EXERCISE TASK: Can you repeat the data below, starting at its first line and ending with the line that contains "x=214 y=208", with every "Tag each instance" switched to "Mark each instance" and nothing else altered? Omit the pictures from your answer.

Point labeling data
==*==

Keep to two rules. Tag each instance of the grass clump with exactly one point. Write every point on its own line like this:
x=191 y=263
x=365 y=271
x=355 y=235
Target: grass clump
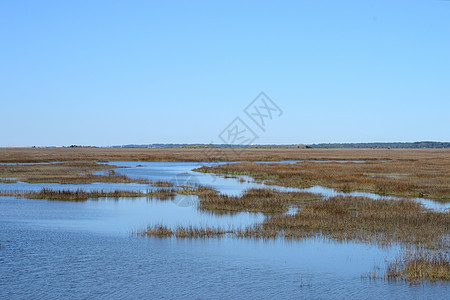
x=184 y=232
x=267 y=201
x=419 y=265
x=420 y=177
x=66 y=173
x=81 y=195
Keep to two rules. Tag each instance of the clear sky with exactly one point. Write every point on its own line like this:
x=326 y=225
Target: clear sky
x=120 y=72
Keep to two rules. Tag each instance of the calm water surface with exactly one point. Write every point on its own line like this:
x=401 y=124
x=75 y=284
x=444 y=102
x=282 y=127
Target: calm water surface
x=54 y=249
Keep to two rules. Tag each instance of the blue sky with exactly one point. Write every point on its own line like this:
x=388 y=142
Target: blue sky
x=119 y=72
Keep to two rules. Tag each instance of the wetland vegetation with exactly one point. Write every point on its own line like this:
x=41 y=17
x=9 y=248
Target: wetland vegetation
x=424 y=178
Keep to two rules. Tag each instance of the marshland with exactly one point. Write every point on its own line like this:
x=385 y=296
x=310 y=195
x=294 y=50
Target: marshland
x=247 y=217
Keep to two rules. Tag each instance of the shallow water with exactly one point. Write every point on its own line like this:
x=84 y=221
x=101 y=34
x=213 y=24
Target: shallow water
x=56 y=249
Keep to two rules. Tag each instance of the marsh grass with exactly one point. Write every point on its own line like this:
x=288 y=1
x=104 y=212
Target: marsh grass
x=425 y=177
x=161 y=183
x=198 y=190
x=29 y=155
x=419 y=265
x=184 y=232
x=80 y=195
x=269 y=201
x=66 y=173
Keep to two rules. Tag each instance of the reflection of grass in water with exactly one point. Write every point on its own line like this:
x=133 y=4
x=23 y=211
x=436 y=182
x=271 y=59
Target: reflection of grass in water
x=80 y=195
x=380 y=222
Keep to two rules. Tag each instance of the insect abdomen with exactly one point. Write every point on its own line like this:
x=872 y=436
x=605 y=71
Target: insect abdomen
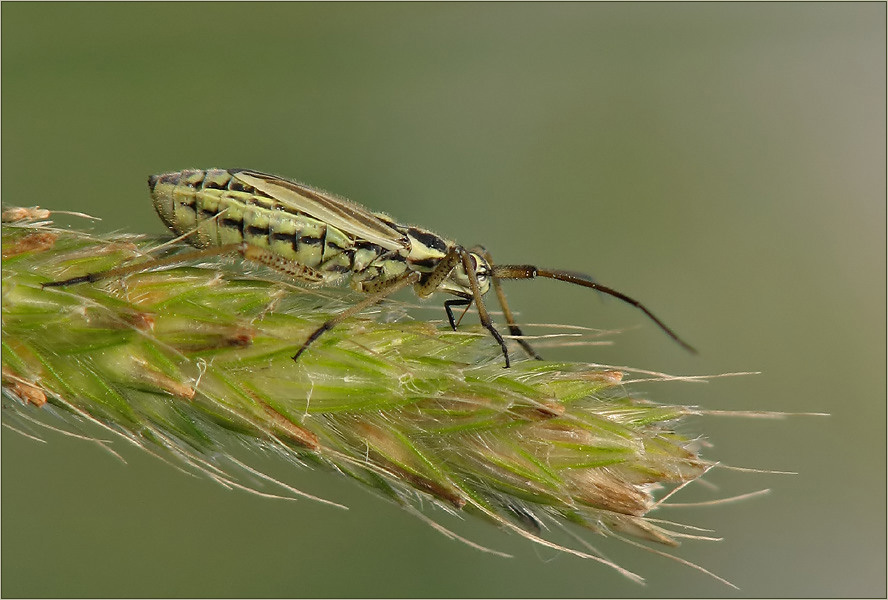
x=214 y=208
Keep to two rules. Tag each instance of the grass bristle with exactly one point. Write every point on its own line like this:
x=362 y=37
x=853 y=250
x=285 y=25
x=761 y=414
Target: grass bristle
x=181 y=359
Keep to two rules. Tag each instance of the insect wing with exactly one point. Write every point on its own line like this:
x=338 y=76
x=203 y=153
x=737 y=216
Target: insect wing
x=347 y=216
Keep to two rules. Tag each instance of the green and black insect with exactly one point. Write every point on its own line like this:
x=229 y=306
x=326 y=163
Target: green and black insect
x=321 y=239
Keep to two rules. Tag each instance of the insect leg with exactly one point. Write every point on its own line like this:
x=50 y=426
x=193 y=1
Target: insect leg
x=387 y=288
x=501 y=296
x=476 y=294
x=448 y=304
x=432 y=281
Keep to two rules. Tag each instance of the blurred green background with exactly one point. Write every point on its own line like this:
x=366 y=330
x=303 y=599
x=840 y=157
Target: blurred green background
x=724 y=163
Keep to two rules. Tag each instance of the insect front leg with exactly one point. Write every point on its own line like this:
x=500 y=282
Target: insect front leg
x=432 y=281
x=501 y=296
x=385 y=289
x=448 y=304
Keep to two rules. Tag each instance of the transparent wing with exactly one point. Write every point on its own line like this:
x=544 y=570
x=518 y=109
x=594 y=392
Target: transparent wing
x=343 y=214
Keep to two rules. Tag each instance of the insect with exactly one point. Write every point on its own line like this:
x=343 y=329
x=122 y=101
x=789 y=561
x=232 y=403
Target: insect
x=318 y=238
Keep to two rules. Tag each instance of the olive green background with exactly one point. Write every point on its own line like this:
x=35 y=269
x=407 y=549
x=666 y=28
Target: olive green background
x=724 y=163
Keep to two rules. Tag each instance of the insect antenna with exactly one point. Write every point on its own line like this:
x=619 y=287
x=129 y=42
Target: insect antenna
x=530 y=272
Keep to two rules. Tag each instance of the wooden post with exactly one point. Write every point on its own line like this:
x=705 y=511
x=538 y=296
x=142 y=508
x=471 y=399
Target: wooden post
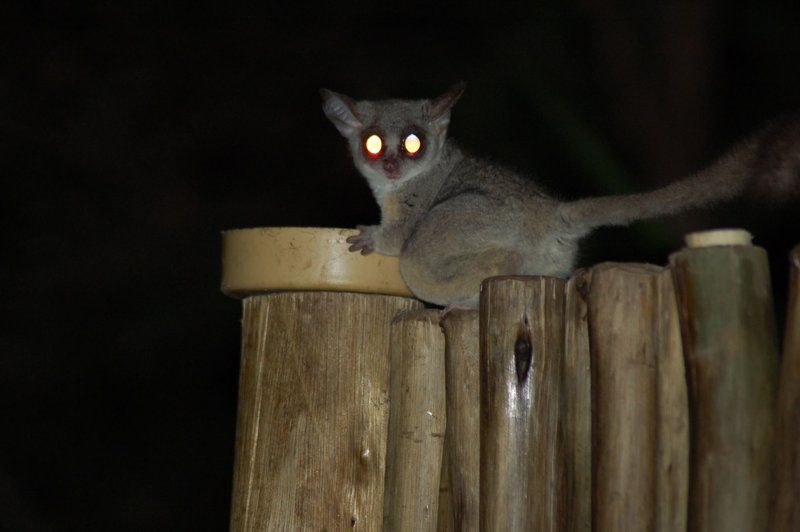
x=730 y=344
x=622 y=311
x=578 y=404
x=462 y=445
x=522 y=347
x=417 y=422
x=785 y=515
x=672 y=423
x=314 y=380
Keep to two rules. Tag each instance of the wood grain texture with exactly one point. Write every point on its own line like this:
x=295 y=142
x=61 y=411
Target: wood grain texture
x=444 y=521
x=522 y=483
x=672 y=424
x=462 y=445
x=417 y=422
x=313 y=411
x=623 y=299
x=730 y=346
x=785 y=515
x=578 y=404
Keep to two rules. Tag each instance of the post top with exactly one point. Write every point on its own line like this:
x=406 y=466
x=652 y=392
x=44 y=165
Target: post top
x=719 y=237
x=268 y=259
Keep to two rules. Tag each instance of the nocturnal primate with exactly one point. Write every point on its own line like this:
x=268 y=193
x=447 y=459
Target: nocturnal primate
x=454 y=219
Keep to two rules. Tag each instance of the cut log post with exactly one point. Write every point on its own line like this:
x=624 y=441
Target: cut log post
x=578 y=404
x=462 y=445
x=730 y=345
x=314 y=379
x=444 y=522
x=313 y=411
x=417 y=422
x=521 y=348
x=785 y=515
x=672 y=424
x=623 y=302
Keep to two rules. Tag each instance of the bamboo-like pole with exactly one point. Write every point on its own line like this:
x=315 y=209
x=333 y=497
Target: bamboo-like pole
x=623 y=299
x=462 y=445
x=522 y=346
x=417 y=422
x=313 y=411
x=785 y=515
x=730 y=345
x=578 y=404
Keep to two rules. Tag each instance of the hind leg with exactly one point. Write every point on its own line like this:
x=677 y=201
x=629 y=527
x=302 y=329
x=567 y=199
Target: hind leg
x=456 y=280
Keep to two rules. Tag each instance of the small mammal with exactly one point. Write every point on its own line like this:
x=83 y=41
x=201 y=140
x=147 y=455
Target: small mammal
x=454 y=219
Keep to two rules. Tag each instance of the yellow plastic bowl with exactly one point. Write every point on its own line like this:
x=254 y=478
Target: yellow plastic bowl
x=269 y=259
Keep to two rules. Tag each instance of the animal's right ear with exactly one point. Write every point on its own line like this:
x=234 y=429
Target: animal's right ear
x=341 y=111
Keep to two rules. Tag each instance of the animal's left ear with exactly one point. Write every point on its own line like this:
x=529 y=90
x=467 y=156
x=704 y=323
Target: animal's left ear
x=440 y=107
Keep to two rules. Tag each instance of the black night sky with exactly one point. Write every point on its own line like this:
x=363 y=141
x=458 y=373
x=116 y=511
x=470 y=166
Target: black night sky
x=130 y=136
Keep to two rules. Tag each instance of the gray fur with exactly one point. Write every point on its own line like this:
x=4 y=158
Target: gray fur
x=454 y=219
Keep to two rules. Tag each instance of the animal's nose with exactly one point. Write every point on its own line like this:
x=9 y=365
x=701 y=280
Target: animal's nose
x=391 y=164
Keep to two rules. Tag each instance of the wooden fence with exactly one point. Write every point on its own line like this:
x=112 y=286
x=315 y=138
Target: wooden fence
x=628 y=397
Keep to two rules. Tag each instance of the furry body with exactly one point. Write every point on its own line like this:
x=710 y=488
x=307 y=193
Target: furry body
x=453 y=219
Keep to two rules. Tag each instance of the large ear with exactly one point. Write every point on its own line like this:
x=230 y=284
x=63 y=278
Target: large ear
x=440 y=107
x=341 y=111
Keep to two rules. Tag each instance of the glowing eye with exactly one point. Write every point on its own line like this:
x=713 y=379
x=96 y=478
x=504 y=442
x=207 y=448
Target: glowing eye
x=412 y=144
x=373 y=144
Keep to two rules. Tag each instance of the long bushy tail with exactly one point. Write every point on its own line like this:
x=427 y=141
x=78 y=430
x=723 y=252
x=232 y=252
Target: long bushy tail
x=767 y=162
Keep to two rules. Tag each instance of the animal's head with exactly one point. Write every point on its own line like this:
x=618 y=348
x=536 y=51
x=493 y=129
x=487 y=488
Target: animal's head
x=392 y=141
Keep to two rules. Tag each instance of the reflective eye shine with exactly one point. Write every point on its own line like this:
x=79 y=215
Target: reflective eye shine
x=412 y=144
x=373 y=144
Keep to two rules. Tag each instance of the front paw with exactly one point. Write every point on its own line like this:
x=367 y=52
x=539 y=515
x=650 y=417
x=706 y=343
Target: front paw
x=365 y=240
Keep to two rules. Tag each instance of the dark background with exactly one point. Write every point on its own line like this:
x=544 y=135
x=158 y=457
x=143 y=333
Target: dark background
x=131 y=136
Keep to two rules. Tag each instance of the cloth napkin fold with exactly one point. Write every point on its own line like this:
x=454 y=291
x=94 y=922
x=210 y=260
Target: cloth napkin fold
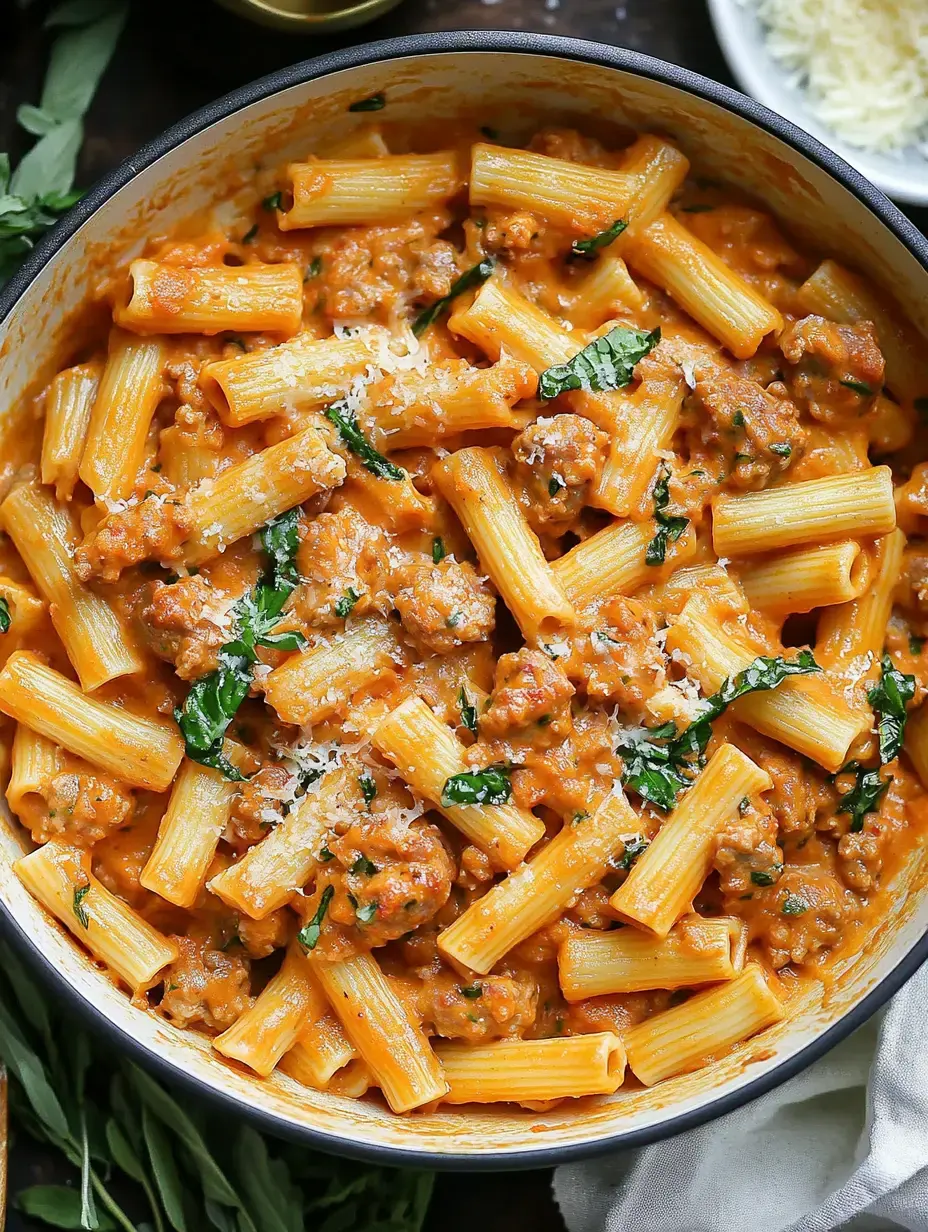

==*==

FINISHED TASK:
Keep to two rules. Mark each instance of the grass clump with exactly one point. Write every point on its own line like this:
x=191 y=263
x=365 y=271
x=355 y=235
Target: grass clump
x=184 y=232
x=267 y=201
x=419 y=265
x=420 y=177
x=66 y=173
x=81 y=195
Keep to two rules. Mark each instance of the clear sky with exactly one point. Write every point on its own line like this:
x=326 y=225
Target: clear sky
x=120 y=72
Keep to two rules. Mark each instance of the calm water surface with exactly one point. Write every point on its own line like this:
x=401 y=124
x=75 y=284
x=444 y=102
x=282 y=127
Target: calm water surface
x=54 y=249
Keep to two rules. Mark each instance of the blue sky with exactly one point. Write every point on its own line like this:
x=388 y=142
Target: blue sky
x=119 y=72
Keep to two rules. Mark each instance of the wetland vegetation with exactly one point. Write every point on its own line like this:
x=41 y=17
x=9 y=248
Target: wetland vegetation
x=424 y=178
Keep to two rules. Mark each instance of the marshland with exactly one point. Write every point on its own line like this:
x=385 y=296
x=310 y=195
x=294 y=50
Target: marshland
x=247 y=217
Keep to two rules. Mark each instance of the shallow water with exactly one point. Write every point on its own line like this:
x=84 y=221
x=101 y=34
x=213 y=24
Target: shallow water
x=56 y=249
Keep to two rules. Mark each instance of the marsh grass with exactly one point. Write every point on its own line like this:
x=288 y=1
x=104 y=212
Target: marsh grass
x=425 y=177
x=161 y=183
x=198 y=190
x=29 y=155
x=419 y=265
x=184 y=232
x=80 y=195
x=269 y=201
x=66 y=173
Keep to two rules. Mark each instance of the reflection of grass in water with exactly one point. Write every point on its own line like this:
x=133 y=4
x=23 y=211
x=436 y=182
x=271 y=59
Target: reflection of grass in water
x=80 y=195
x=380 y=222
Keep to two rules. Mark each instance of the insect abdomen with exactly one point. Write every point on its own line like this:
x=872 y=436
x=605 y=71
Target: insect abdomen
x=214 y=208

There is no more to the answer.